# WHAT TO DO:
What you return should match the data below exactly, with no pictures in it.

Natural-language object grounding data:
-*-

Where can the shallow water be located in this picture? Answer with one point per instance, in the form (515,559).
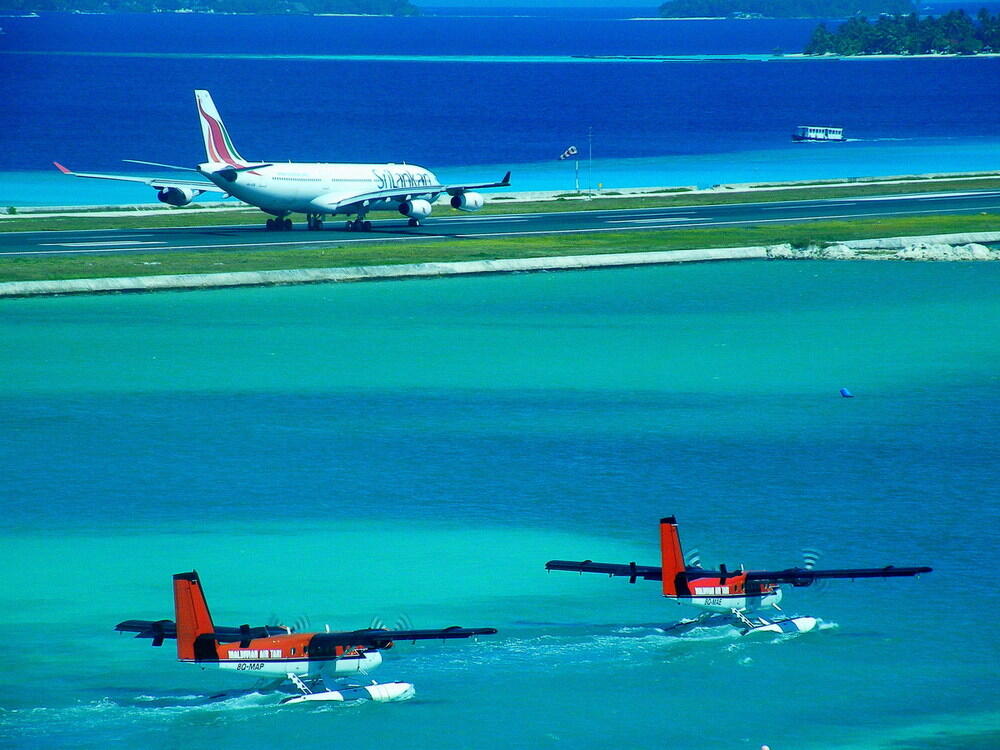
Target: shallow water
(419,449)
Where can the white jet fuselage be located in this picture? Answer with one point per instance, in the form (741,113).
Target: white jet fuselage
(312,188)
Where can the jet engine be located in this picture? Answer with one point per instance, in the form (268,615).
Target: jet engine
(467,201)
(176,196)
(417,209)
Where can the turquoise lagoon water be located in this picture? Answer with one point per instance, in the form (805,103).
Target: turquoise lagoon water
(420,448)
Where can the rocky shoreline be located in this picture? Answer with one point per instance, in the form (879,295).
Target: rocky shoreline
(934,248)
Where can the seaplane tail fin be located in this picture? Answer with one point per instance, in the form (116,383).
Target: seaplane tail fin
(191,613)
(218,146)
(671,554)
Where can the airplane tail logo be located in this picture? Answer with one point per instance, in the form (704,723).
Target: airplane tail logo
(218,146)
(671,554)
(191,613)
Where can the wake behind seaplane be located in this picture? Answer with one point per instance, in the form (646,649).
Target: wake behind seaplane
(314,189)
(734,593)
(305,659)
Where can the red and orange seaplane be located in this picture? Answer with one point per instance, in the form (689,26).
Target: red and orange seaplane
(732,593)
(306,659)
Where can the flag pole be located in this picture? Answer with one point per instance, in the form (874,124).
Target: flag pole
(590,163)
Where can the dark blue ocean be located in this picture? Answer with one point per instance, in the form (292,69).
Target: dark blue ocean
(463,93)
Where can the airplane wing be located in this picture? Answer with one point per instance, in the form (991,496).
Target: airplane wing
(631,570)
(158,630)
(155,182)
(335,202)
(804,576)
(377,638)
(456,189)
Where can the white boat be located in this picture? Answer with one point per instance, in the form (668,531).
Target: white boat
(815,133)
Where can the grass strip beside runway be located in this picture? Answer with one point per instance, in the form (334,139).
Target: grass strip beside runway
(35,268)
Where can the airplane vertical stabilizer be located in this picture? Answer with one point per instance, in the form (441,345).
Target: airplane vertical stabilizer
(671,554)
(190,612)
(218,146)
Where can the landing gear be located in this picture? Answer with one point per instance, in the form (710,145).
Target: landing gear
(279,225)
(358,225)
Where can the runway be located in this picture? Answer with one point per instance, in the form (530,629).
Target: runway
(451,226)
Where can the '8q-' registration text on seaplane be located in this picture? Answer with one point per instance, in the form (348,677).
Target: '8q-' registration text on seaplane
(311,188)
(733,593)
(320,665)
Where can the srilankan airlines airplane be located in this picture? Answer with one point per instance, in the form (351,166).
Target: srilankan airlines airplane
(314,189)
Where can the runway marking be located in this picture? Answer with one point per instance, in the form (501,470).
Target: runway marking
(661,218)
(99,244)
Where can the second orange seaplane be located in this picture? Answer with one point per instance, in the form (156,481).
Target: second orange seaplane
(308,660)
(734,593)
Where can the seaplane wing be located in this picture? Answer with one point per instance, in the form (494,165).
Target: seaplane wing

-*-

# ANSWER TO THIS PROBLEM:
Where can the shallow water be located in this picture? Answer with one point per instance, in the form (515,559).
Target: shallow water
(419,449)
Where can the white jet fuselage be located in this picture? Answer with one point per instance, in the form (741,113).
Target: white jet fuselage
(312,188)
Where can the jet engine be located in this picture? Answer with one point per instance, in the form (268,615).
Target: jet engine
(467,201)
(176,196)
(417,209)
Where can the turquoise lagoon water be located in this picture? Answer with one point per instance, in the form (805,103).
Target: turquoise lagoon water
(420,448)
Where can the rocky shoreline be located in this picture? Answer with one point per instance, in the form (879,295).
Target: rocky shoreline
(934,248)
Where can the seaplane tail fin be located in this picture? Answer with one point per instance, in the form (116,383).
Target: seaplane tail fin
(191,613)
(218,146)
(671,554)
Where can the airplane tail logo be located in this picture? Answer with one point per instance, in the form (704,723).
Target: airplane tail logo
(218,146)
(671,554)
(191,613)
Where can the wake behind seaplane be located in this picture? Answer with one point per instance, in the form (646,649).
Target: wake behind seaplane
(314,189)
(734,593)
(305,659)
Where can the red and orange seaplane be located in this picture? Answer with one point per instance, in the form (689,26).
Target: red and orange seaplane
(732,593)
(306,659)
Where can the flag pole be located in this picture? Answer with one point per instance, in the form (874,124).
Target: flag pole
(590,163)
Where can the dark blue ocean be located in this picture? Answer with one point per instance, in the form (292,69).
Target: dark blue ocean
(463,93)
Where can the airplane wing be located in this picture? Answer with one point per instance, in the form (991,496).
Target: airplane wing
(631,570)
(158,630)
(155,182)
(335,202)
(804,576)
(377,638)
(456,189)
Where can the white boat be located in this picture? Answer with one point per instance, in the form (668,531).
Target: white boat
(815,133)
Where can the grass strip beside runway be located in this picture? Answer with one point per instance, in the form (334,139).
Target: grass strip beside runway
(35,268)
Where can the airplane vertical stabilizer be located in this picture? Answer with one point per instance, in the form (441,345).
Target: airplane vertical stabilizer
(671,554)
(190,612)
(218,146)
Where can the landing gear be located in this picture? Answer with one point per instance, in the form (710,145).
Target: landing gear
(279,225)
(358,225)
Where can the runway be located in this picture? Answer with one point per instance, in the form (530,629).
Target: runway
(451,226)
Where can the '8q-' registration text on seaplane be located in this picture? Answer with one point per instance, in the form (348,677).
Target: '8q-' registration text on seaplane
(311,188)
(733,593)
(320,665)
Where can the srilankan airlines airplane be located in this picture? Answer with one point per instance, in the form (351,166).
Target: srilankan airlines airplane
(314,189)
Where can the runway marking be located in this picture? Answer with one point per instance, in the form (501,470).
Target: runway marking
(661,218)
(99,244)
Where can the second orange seaplane be located in this picture? Answer with one point per instance, in the form (156,481).
Target: second orange seaplane
(308,660)
(734,593)
Where can the seaplane wing be located in this picture? Answer with one point per instance, in the form (494,165).
Target: seaplane wing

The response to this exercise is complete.